:: ACTIONS TO TAKE ::
- a) Copy everything from "In what was" down to "under the law." in the passage on the proposed election laws, substituting "state resources" for "government resources".
- b) In the passage on the proposed election laws, where did Ssemogerere hold the press conference?

:: GIVEN TEXT ::
The proposed legislation came at a time when donors, the international community and the political Opposition were pressing the NRM government to level the political playing field ahead of the presidential and parliamentary elections.
Ssemogerere had already told a press conference in Kampala a week before the proposed laws emerged that he and his party would be open to the idea of boycotting the elections if the ground was not level.
“I want these elections to take place, but if the law does not answer [our demands], we shall do the obvious,” Ssemogerere said.
In what was widely read to be a cure to some of the demands that the Opposition was making at the time, Section 9 of the Interim Presidential Elections Law proposed that “except as authorised under this Act, no candidate shall use government resources for the purpose of campaigning for election”.
Sub-section (2), however, proposed that “notwithstanding sub-section (1), a candidate who for the time being is holding the office of President, may continue to use during the campaign and shall use only those government facilities which are ordinarily attached and utilised by the holder of that office”.
The section also proposed that it shall be a valid ground for a petition if a candidate utilised government resources not authorised under the law.

:: SUPPLIED RECORDS ::
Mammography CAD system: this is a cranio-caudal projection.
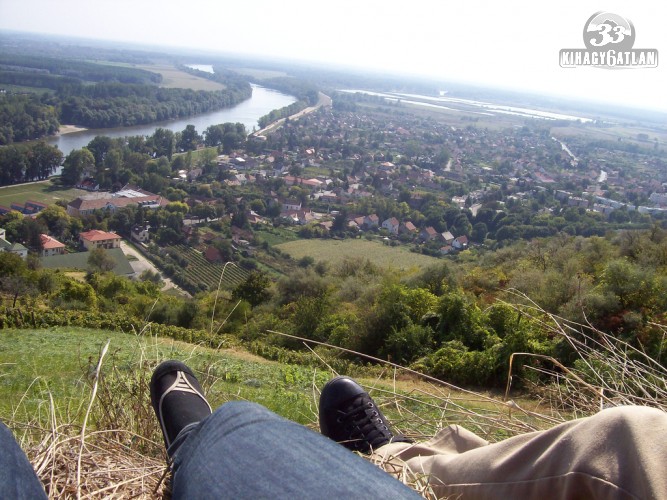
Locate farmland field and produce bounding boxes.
[276,239,438,271]
[0,181,87,207]
[167,245,248,290]
[136,64,225,90]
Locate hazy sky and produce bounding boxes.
[0,0,667,110]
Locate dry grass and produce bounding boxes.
[7,296,667,498]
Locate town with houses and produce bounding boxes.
[0,97,667,292]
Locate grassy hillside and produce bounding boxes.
[0,328,664,498]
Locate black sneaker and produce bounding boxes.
[150,361,212,454]
[320,377,412,453]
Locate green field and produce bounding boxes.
[135,64,225,90]
[0,181,87,207]
[276,239,438,272]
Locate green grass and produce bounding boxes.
[40,248,136,276]
[0,181,87,207]
[0,327,452,432]
[255,226,299,247]
[276,239,438,272]
[0,327,329,424]
[136,64,225,90]
[233,68,288,80]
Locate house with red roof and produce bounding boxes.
[79,229,122,250]
[39,234,65,257]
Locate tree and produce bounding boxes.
[25,141,63,180]
[61,148,95,186]
[232,271,271,307]
[88,248,116,273]
[150,125,176,160]
[178,125,201,151]
[36,205,72,239]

:: LIST OF ANSWERS ::
- a)
In what was widely read to be a cure to some of the demands that the Opposition was making at the time, Section 9 of the Interim Presidential Elections Law proposed that “except as authorised under this Act, no candidate shall use state resources for the purpose of campaigning for election”.
Sub-section (2), however, proposed that “notwithstanding sub-section (1), a candidate who for the time being is holding the office of President, may continue to use during the campaign and shall use only those government facilities which are ordinarily attached and utilised by the holder of that office”.
The section also proposed that it shall be a valid ground for a petition if a candidate utilised state resources not authorised under the law.

- b) In Kampala.